Fragmento:
EPÍLOGO
UN CAMINO DE ESPERANZA
Querido lector, como has llegado hasta aquí en la lectura, admiro tu paciencia. Es probable que, si no estabas familiarizado con el tema, este libro te haya perturbado. No es para menos. Estás en condiciones de empezar a armar un rompecabezas, con tantas realidades, noticias periodísticas y conversaciones de amigos —café de por medio—, de las que intuías tenían algún hilo conductor entre ellas, pero no acertabas a imaginarte cuál podía ser. Ahora ya sabes qué está pasando en este mundo loco y porqué. También conoces el origen de esa locura y su objetivo final. Estás «marcado». Ya no tienes excusa para desentenderte de tu familia, tu ciudad, tu comarca, tu patria, ni del resto del mundo. Te necesitamos. Eres una pieza clave, única, insustituible. No lo olvides.
Cuando hace quince años comencé a estudiar esta ideología, me pareció obra de chiflados. Al exponer públicamente los resultados de esos estudios, mis interlocutores tuvieron la misma impresión: se trata de la exagerada extravagancia propia de mentes calenturientas; no puede prosperar. Sin embargo, esta década y media apenas que ha transcurrido desde entonces, ha mostrado un avance notable de la misma, en casi todo el mundo. Es cierto que ese desarrollo ha sido a costa de la libertad y la felicidad de muchas personas. Para toda ideología, libertad y felicidad son abstracciones inexistentes. Para los cultores del género también.

Datos proporcionados:
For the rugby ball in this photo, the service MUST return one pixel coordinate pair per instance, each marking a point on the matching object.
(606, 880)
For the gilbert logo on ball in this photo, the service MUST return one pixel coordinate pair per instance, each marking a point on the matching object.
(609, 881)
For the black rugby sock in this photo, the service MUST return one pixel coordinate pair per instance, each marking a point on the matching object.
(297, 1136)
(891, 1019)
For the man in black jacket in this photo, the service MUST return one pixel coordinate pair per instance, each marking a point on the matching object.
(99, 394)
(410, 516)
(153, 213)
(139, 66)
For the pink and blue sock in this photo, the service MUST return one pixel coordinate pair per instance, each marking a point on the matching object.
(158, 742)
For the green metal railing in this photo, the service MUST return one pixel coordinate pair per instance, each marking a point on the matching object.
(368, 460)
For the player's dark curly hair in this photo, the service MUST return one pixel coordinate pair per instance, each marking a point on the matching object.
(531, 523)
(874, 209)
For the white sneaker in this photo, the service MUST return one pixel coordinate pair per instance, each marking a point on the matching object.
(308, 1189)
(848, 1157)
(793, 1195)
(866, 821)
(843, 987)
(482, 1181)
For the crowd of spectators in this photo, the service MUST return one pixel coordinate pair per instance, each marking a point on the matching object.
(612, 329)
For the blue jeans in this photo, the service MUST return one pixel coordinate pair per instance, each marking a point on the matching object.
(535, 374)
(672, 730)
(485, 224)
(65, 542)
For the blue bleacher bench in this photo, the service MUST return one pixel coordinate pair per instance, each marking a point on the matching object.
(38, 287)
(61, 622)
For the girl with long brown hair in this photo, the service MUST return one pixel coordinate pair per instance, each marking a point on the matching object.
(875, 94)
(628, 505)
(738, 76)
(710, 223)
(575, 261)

Sobre el ejercicio: Reescribe el epílogo desde "Cuando hace quince" hasta "del género también." y cambia "chiflados" por "locos".

Respuesta escrita:
Cuando hace quince años comencé a estudiar esta ideología, me pareció obra de locos. Al exponer públicamente los resultados de esos estudios, mis interlocutores tuvieron la misma impresión: se trata de la exagerada extravagancia propia de mentes calenturientas; no puede prosperar. Sin embargo, esta década y media apenas que ha transcurrido desde entonces, ha mostrado un avance notable de la misma, en casi todo el mundo. Es cierto que ese desarrollo ha sido a costa de la libertad y la felicidad de muchas personas. Para toda ideología, libertad y felicidad son abstracciones inexistentes. Para los cultores del género también.